> **What this task involves**
Line by line, set down the following material again exactly.

##### Provided material

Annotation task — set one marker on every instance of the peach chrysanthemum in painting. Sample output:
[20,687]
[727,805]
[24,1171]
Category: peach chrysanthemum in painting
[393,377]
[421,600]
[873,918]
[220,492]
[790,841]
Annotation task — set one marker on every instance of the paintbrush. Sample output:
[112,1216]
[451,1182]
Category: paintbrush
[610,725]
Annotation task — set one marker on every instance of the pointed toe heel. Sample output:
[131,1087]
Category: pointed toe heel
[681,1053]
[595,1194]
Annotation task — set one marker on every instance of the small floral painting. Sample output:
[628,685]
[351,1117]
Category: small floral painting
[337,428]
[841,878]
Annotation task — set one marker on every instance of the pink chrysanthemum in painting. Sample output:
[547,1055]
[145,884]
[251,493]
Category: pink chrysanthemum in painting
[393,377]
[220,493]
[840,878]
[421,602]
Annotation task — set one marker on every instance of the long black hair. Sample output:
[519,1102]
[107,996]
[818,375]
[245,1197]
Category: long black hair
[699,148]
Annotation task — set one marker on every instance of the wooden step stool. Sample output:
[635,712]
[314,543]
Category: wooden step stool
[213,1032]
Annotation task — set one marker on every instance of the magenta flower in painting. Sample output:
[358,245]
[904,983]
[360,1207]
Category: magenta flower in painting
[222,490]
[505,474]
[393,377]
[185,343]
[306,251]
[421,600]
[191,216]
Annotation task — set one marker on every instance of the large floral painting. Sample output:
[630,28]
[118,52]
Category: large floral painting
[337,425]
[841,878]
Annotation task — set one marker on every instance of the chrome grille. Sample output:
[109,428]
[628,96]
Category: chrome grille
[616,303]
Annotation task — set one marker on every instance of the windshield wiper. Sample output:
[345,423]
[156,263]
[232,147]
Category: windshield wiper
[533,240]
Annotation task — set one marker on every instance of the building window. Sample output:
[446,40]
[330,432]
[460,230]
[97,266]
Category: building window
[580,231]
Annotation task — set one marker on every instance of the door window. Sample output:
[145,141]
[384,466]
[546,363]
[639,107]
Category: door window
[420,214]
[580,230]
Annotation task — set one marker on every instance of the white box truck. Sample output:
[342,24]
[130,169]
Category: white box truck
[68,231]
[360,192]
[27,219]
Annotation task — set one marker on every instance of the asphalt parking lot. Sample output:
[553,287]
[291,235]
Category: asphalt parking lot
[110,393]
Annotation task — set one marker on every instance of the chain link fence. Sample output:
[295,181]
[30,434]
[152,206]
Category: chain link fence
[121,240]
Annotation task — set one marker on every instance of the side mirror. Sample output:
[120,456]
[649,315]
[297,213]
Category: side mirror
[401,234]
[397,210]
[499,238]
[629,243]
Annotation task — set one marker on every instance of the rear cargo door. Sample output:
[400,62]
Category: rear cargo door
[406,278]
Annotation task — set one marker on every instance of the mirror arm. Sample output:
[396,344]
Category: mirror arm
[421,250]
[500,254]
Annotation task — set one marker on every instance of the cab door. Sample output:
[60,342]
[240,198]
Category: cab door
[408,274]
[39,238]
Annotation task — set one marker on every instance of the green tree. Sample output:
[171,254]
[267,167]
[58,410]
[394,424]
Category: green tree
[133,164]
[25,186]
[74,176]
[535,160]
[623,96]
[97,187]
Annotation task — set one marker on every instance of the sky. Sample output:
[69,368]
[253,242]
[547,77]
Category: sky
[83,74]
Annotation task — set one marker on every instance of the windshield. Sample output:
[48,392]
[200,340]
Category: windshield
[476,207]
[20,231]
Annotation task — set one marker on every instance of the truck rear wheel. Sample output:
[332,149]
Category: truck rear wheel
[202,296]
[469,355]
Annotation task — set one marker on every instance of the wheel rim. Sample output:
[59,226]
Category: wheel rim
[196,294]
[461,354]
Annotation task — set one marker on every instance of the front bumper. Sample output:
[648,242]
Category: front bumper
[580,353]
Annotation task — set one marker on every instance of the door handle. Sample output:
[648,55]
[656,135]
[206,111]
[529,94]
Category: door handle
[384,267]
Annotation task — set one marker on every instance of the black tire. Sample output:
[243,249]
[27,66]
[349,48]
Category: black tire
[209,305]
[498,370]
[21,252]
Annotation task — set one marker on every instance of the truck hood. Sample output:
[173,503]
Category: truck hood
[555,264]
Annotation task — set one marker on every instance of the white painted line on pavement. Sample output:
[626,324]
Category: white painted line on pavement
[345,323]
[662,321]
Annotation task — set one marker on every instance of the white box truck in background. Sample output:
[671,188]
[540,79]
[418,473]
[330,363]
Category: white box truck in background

##########

> **Result for this exercise**
Annotation task — set one marker on every instance of the peach chrysanthemum in painting. Sample output:
[20,687]
[727,805]
[24,1171]
Category: peach chrysanthemum in painting
[393,377]
[421,600]
[873,918]
[220,492]
[790,841]
Annotation task — set one marker on every instance of the paintbrush. Sample output:
[112,1216]
[451,1182]
Category: paintbrush
[610,725]
Annotation task — set one marker on every instance of the pointed toe heel. Sample output:
[131,1087]
Category: pointed toe heel
[681,1053]
[595,1194]
Annotation task — set one marker on every instance of the small floral painting. Sample output:
[628,685]
[351,1117]
Category: small floral painting
[337,428]
[841,878]
Annotation task — set one marker on every instance of the pink chrysanthemum in painting. Sample output:
[547,1055]
[145,884]
[251,493]
Category: pink chrysanthemum in painting
[393,377]
[220,493]
[840,878]
[421,602]
Annotation task — set one marker on every instance of the long black hair. Sample output:
[519,1102]
[107,996]
[818,375]
[245,1197]
Category: long black hair
[699,148]
Annotation task — set one marker on every instance of the wooden step stool. Sample output:
[635,712]
[314,543]
Category: wooden step stool
[213,1032]
Annotation task — set one marker on every instance of the magenta flower in painting. Sample output:
[358,245]
[904,983]
[360,1207]
Category: magenta flower in painting
[222,490]
[505,474]
[393,377]
[185,343]
[306,251]
[421,600]
[191,216]
Annotation task — set one marker on every instance of the large floral painting. Sample output:
[630,28]
[118,52]
Category: large floral painting
[337,425]
[841,878]
Annotation task — set one marker on every instance of the chrome grille. Sample output:
[109,428]
[628,96]
Category: chrome grille
[616,303]
Annotation task — set one marker on every instance of the windshield wiper. Sample output:
[345,423]
[156,263]
[232,147]
Category: windshield wiper
[533,240]
Annotation task — set one marker on every instance of the building window. Sample output:
[446,40]
[330,432]
[460,230]
[97,266]
Category: building window
[580,231]
Annotation task — set one marker on every instance of the door window. Sample output:
[145,141]
[384,466]
[546,363]
[639,107]
Category: door window
[420,214]
[580,230]
Annotation task — set one marker on every instance of the white box truck. Sample output:
[342,24]
[130,169]
Category: white box truck
[68,231]
[360,192]
[27,219]
Annotation task — set one marker on every instance of the asphalt parking lot. Sample output:
[553,287]
[291,235]
Category: asphalt parking lot
[110,393]
Annotation task — set one marker on every instance of the chain link fence. Sample output:
[295,181]
[30,434]
[152,206]
Category: chain link fence
[121,240]
Annotation task — set one marker on every instance of the side mirror. Sample output:
[120,456]
[649,315]
[297,213]
Category: side mirror
[401,234]
[397,210]
[499,238]
[629,243]
Annotation task — set one marker on every instance of the rear cargo door. Sample output:
[400,62]
Category: rear cargo door
[406,278]
Annotation task — set one marker on every instance of the mirror arm. Sample output:
[396,344]
Category: mirror arm
[421,250]
[500,254]
Annotation task — set one marker on every instance of the cab door. Sample output:
[60,342]
[240,198]
Category: cab door
[408,274]
[39,238]
Annotation task — set one marker on every instance of the green tree. Sample output:
[171,254]
[267,167]
[58,410]
[394,424]
Category: green tree
[133,164]
[25,186]
[74,176]
[535,160]
[623,96]
[97,187]
Annotation task — set one marker on every instance of the sky. Sample output:
[69,368]
[253,242]
[547,77]
Category: sky
[83,74]
Annotation task — set one marker on every instance of the windshield. Sample output:
[48,392]
[200,340]
Category: windshield
[476,207]
[20,231]
Annotation task — set one marker on every instance of the truck rear wheel. Sample output:
[332,149]
Category: truck rear wheel
[202,296]
[469,355]
Annotation task — set one marker on every instance of the wheel rim. Sample output:
[59,226]
Category: wheel rim
[196,294]
[461,354]
Annotation task — set one marker on every instance of the front bumper. Sample output:
[648,242]
Category: front bumper
[580,353]
Annotation task — set one marker on every instance of the door handle. Sample output:
[648,55]
[656,135]
[206,111]
[529,94]
Category: door handle
[384,267]
Annotation task — set one marker on every instance of the black tire. Sample output:
[243,249]
[27,66]
[349,48]
Category: black tire
[209,305]
[498,370]
[21,252]
Annotation task — set one marker on every instance of the truck hood. Sample output:
[173,503]
Category: truck hood
[555,264]
Annotation task — set one marker on every instance of the white painted line on pavement. Sample output:
[626,324]
Category: white painted line on pavement
[345,323]
[662,321]
Annotation task — set one marker on every instance of the white box truck in background. Sample output:
[671,188]
[540,79]
[418,473]
[330,363]
Category: white box truck in background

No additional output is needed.